# Tasks to perform
1. Translate into Spanish this sentence from the text on wicked problems: "Choosing a solution to a wicked problem is largely a matter of judgment."
2. Carry on the text on wicked problems from its final sentence.

# Supplied text

3. Solutions to wicked problems are not true or false, but good or bad. Ordinary problems have solutions that can be objectively evaluated as right or wrong. Choosing a solution to a wicked problem is largely a matter of judgment.

4. There is no immediate and no ultimate test of a solution to a wicked problem. It’s possible to determine right away if a solution to an ordinary problem is working. But solutions to wicked problems generate unexpected consequences over time, making it difficult to measure their effectiveness.

5. Every solution to a wicked problem is a “one-shot” operation; because there is no opportunity to learn by trial and error, every attempt counts significantly. Solutions to ordinary problems can be easily tried and abandoned. With wicked problems, every implemented solution has consequences that cannot be undone.

6. Wicked problems do not have an exhaustively describable set of potential solutions, nor is there a well-described set of permissible operations that may be incorporated into the plan. Ordinary problems come with a limited set of potential solutions, by contrast.

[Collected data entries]

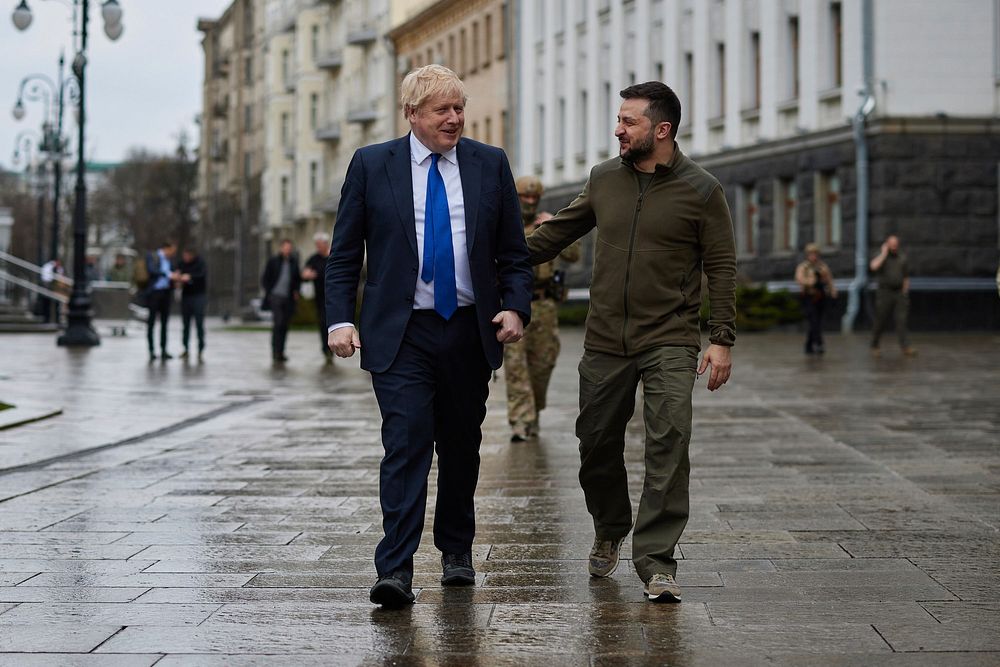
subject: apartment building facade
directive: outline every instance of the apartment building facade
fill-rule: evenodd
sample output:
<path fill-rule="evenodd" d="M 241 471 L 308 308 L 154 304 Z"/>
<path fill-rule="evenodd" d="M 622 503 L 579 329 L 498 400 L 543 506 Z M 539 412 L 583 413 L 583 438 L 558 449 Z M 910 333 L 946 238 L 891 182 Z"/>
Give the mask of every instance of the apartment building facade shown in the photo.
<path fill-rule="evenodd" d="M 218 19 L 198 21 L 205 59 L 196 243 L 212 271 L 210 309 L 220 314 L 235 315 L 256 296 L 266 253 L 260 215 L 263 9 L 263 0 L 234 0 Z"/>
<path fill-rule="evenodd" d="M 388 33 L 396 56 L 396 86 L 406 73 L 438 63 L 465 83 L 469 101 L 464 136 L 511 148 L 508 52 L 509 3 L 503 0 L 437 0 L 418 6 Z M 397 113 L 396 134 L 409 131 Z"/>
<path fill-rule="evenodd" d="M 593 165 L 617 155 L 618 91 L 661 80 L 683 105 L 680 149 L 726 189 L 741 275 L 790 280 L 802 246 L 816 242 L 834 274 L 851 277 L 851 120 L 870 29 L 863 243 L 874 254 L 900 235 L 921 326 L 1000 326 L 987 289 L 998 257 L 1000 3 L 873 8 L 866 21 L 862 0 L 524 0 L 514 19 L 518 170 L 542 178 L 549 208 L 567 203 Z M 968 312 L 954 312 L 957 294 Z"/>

# Answers for each item
1. Elegir una solución para un problema perverso es en gran medida una cuestión de criterio.

2.
7. Every wicked problem is essentially unique. An ordinary problem belongs to a class of similar problems that are all solved in the same way. A wicked problem is substantially without precedent; experience does not help you address it.

8. Every wicked problem can be considered to be a symptom of another problem. While an ordinary problem is self-contained, a wicked problem is entwined with other problems. However, those problems don’t have one root cause.

9. The existence of a discrepancy representing a wicked problem can be explained in numerous ways. A wicked problem involves many stakeholders, who all will have different ideas about what the problem really is and what its causes are.

10. The planner has no right to be wrong. Problem solvers dealing with a wicked issue are held liable for the consequences of any actions they take, because those actions will have such a large impact and are hard to justify.

These Wicked Problems sound very similar to Deep Uncertainty.

The World Bank report suggests that “Accepting uncertainty mandates a focus on robustness”.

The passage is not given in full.